### Stated task
Quote every one of the following entries verbatim, from the first to the last.
[Start of Material]
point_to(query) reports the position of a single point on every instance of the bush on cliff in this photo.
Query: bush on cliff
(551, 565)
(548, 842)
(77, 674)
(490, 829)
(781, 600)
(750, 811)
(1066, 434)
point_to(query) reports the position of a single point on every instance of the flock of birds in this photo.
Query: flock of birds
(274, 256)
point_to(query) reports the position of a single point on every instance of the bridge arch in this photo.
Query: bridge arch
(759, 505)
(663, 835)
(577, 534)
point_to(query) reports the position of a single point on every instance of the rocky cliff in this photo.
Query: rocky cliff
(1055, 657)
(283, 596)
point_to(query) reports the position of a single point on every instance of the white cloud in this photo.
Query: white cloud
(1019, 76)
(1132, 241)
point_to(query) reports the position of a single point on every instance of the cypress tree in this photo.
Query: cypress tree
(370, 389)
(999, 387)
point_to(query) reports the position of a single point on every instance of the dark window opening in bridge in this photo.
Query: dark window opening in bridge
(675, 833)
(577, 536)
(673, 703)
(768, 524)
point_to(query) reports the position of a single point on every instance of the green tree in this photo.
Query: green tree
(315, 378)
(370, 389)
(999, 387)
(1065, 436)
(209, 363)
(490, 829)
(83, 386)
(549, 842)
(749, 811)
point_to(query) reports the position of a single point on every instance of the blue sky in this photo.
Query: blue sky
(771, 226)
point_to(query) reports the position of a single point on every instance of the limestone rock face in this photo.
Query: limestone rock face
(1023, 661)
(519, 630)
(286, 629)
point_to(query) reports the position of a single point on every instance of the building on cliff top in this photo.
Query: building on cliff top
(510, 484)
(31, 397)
[End of Material]
### Exercise answer
point_to(query) reports the position of a single point on every instance of the bush on cliff in this photo.
Query: bush on cliff
(551, 565)
(548, 842)
(77, 674)
(490, 829)
(781, 600)
(750, 811)
(1066, 434)
point_to(query) reports the position of a single point on every instance of the flock of birds in this photo.
Query: flock of birds
(274, 256)
point_to(query) reports the position of a single point on every instance of the bridge arch in this photo.
Query: bridge arch
(759, 505)
(663, 835)
(577, 534)
point_to(query) reports the position of a single point on every instance of the rocky cliff in this photo.
Query: rocky cliff
(1055, 657)
(283, 596)
point_to(query) reports the position of a single point on every instance of the white cloud in this photo.
Query: white cloud
(1019, 76)
(1132, 241)
point_to(query) reports the position of a single point on every instance of the cypress tree in this photo.
Query: cypress tree
(370, 389)
(999, 387)
point_to(query) reports the position of a single point on every instance of the dark window opening in bridge in this photo.
Query: dark window opening in bridge
(675, 833)
(577, 536)
(673, 703)
(768, 524)
point_to(query) reports the position of a single point on every instance of the green tree in this photo.
Query: green tree
(315, 378)
(370, 389)
(999, 387)
(1065, 436)
(209, 363)
(490, 829)
(83, 386)
(549, 842)
(749, 811)
point_to(query) reports the position of a single point on every instance of the blue sky in this photo.
Query: blue sky
(771, 226)
point_to(query) reports the position of a single point on every instance of the limestone rock face in this photo.
Query: limestone rock face
(1023, 661)
(519, 630)
(286, 629)
point_to(query) reports the position of a single point on every instance of the building on cliff top in this photo.
Query: building on cliff top
(510, 484)
(31, 397)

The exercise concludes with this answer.